[Recorded data]
━━━━━━━━━━━━━━━━━━━━

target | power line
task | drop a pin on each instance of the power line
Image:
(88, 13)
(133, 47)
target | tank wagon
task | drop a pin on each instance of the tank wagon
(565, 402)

━━━━━━━━━━━━━━━━━━━━

## Problem description
Format each line of the listing above as a JSON list of strings, one string per line, and omit any blank lines.

## Correct answer
[
  "target | power line",
  "task | drop a pin on each instance of the power line",
  "Image:",
  "(88, 13)",
  "(133, 47)",
  "target | tank wagon",
  "task | drop a pin on each instance of the tank wagon",
  "(565, 402)"
]